→ Data excerpts
+ + + + + + +

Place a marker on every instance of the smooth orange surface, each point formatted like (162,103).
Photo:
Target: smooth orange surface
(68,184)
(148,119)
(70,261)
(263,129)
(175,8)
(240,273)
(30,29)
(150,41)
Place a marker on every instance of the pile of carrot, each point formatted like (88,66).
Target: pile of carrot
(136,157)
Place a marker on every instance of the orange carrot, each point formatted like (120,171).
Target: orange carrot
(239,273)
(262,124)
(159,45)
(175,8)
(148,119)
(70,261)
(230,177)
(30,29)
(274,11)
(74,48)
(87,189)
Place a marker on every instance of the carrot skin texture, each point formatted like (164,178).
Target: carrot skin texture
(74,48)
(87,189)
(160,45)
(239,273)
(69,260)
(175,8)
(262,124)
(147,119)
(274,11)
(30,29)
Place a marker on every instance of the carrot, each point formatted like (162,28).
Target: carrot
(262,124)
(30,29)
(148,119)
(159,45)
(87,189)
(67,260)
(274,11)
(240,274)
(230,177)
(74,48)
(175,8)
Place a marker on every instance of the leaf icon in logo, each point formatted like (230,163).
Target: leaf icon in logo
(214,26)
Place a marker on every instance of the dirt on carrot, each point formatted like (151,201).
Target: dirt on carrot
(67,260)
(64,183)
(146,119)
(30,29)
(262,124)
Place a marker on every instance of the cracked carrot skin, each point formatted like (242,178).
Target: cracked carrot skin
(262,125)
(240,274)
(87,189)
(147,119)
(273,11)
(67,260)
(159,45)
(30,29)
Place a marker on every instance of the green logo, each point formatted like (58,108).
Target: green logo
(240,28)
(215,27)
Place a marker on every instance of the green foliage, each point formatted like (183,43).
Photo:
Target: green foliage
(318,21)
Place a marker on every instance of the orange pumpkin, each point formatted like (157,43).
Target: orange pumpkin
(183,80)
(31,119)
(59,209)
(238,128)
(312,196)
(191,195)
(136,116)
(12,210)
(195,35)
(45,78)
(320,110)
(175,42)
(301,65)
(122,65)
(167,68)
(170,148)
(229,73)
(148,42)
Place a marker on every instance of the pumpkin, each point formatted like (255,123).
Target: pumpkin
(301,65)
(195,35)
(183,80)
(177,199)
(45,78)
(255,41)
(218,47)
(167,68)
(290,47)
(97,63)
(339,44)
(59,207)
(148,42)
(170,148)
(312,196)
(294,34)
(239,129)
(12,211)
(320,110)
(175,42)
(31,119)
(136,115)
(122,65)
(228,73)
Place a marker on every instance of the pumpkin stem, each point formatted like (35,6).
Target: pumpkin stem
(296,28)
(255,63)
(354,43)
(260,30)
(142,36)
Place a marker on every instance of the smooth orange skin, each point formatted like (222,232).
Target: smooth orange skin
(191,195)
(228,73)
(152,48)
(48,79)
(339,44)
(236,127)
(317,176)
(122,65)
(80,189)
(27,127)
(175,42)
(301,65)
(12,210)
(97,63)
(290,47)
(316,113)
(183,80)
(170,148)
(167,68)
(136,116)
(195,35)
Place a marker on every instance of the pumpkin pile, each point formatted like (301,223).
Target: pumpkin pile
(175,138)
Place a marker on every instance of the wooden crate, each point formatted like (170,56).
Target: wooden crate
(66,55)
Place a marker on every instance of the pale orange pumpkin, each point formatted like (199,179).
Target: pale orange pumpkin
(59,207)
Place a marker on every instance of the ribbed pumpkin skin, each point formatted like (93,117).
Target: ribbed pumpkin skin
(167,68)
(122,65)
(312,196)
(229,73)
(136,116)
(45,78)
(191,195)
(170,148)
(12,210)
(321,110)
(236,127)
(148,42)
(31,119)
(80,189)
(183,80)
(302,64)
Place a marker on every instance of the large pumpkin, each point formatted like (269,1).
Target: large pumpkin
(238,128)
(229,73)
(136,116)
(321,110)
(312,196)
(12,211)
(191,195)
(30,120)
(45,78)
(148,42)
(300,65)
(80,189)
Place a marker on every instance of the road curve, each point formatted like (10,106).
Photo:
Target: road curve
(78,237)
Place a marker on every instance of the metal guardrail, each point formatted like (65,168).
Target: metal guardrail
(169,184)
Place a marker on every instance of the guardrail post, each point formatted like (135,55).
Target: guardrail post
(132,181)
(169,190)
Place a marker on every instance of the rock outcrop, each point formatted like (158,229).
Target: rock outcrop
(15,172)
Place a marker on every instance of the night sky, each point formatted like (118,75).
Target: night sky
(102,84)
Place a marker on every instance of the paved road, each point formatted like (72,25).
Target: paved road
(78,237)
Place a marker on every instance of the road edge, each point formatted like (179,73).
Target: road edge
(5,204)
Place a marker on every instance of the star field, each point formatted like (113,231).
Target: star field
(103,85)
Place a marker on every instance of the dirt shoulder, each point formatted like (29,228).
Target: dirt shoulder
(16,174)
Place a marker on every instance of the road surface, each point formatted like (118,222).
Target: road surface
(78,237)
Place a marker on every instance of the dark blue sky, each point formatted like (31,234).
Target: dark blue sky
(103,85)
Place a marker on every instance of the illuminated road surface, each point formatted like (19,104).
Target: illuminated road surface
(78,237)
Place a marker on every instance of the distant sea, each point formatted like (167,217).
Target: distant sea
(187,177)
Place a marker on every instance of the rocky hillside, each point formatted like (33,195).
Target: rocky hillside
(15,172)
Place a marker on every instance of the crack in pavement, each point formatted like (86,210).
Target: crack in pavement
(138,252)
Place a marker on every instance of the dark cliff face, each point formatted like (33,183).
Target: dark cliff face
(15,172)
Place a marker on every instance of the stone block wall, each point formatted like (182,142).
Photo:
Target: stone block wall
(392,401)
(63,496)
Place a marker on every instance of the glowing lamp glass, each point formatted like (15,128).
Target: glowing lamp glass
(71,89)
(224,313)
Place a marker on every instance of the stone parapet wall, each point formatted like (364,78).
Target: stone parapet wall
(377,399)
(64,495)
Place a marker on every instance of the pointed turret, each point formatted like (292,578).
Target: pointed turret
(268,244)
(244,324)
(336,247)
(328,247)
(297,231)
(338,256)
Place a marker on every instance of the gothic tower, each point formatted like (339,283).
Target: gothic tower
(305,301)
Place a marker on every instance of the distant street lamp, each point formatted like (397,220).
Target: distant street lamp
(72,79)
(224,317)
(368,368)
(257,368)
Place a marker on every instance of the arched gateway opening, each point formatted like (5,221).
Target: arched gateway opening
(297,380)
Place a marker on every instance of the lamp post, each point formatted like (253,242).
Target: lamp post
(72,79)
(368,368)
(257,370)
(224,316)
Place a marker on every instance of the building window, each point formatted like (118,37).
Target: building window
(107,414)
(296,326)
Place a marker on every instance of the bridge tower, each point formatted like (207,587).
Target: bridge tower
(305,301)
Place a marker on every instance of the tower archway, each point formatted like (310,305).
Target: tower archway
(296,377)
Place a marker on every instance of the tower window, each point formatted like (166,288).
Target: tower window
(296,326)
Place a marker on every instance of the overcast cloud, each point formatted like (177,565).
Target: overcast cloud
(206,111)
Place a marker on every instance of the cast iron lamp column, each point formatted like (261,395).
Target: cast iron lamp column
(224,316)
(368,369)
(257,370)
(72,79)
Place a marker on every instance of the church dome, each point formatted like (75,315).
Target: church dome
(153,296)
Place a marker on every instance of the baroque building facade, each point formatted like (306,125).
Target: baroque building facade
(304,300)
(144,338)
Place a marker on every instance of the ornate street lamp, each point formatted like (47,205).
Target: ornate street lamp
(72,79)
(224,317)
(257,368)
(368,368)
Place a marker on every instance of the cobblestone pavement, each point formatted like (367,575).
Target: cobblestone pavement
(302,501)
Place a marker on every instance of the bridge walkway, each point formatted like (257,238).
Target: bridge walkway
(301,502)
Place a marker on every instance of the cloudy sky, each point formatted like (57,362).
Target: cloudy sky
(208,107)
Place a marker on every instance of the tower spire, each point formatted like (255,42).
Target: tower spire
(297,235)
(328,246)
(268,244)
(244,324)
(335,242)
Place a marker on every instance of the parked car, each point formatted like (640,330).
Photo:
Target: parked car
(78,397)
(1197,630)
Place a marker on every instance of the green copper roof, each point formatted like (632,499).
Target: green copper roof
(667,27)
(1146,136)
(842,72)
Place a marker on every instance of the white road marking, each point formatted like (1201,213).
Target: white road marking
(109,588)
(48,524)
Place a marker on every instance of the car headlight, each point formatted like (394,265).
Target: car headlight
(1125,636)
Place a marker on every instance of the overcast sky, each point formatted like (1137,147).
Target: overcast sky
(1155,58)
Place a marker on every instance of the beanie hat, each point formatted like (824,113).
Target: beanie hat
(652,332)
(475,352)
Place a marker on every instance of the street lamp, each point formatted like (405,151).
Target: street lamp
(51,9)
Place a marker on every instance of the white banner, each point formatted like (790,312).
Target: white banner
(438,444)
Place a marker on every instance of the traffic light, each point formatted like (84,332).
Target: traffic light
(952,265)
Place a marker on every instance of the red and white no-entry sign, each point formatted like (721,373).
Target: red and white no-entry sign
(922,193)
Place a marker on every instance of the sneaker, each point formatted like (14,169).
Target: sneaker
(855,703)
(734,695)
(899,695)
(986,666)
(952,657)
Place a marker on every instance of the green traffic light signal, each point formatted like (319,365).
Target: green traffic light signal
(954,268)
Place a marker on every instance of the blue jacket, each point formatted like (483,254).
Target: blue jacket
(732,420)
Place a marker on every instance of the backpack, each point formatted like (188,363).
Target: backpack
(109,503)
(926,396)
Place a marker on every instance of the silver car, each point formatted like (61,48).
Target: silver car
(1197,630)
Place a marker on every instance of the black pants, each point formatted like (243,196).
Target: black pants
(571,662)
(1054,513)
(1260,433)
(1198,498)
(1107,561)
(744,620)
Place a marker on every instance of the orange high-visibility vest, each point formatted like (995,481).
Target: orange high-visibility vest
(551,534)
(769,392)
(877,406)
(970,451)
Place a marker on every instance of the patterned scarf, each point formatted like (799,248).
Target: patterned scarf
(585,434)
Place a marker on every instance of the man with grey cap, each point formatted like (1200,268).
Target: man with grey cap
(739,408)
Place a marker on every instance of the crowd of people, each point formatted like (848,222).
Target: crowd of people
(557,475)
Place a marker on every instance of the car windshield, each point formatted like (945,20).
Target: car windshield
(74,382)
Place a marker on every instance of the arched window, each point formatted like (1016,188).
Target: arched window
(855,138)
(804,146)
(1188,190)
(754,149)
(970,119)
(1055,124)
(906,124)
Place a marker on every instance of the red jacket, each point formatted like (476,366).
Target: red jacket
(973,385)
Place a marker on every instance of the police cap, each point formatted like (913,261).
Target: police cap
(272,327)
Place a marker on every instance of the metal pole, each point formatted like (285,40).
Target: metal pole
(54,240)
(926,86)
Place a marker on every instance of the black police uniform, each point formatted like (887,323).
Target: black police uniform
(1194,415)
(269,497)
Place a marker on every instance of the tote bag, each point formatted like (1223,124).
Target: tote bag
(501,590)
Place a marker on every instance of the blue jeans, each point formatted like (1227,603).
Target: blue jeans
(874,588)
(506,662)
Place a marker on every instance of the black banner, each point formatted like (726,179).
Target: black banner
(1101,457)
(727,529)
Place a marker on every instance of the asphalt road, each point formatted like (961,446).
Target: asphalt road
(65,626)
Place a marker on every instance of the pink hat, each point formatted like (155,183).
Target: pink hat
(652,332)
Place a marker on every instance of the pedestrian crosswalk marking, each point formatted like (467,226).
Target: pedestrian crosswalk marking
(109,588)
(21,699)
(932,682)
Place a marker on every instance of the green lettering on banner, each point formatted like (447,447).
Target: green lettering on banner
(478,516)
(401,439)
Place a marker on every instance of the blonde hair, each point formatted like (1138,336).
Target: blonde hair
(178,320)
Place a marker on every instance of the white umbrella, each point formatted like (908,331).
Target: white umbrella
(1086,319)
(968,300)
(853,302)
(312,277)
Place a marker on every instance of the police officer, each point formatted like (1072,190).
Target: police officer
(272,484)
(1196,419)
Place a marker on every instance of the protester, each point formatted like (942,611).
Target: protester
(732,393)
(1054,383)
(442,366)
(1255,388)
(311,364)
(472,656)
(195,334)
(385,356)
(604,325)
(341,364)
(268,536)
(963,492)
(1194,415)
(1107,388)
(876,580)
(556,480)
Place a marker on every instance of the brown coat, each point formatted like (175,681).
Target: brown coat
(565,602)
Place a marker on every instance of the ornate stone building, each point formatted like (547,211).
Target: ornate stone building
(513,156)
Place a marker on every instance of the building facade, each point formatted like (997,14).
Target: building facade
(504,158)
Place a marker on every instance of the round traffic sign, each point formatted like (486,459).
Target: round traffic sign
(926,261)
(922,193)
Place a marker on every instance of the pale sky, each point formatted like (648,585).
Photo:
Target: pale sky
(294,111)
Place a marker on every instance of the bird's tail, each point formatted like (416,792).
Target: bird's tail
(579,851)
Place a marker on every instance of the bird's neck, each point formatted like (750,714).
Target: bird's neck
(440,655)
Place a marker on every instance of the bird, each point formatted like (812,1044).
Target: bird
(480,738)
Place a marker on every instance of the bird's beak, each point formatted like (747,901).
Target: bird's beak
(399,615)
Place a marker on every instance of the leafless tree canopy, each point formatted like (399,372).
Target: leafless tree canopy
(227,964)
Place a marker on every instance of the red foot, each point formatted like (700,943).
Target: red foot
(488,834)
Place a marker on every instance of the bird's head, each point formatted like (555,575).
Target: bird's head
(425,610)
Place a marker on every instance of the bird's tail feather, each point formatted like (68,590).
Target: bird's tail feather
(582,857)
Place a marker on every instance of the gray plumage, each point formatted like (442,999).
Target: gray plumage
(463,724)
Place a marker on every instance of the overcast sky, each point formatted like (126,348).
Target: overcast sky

+ + + + + + +

→ Instructions for the task
One inclusive range is required: first line of the data through the line containing "Place a marker on every instance of the pile". Set it down exactly and output nothing else.

→ Task result
Place a marker on every instance of the smooth orange surface, each point formatted like (162,103).
Photo:
Target: smooth orange surface
(68,184)
(148,119)
(70,261)
(263,129)
(175,8)
(240,273)
(30,29)
(150,41)
Place a marker on every instance of the pile of carrot, each point formatted like (88,66).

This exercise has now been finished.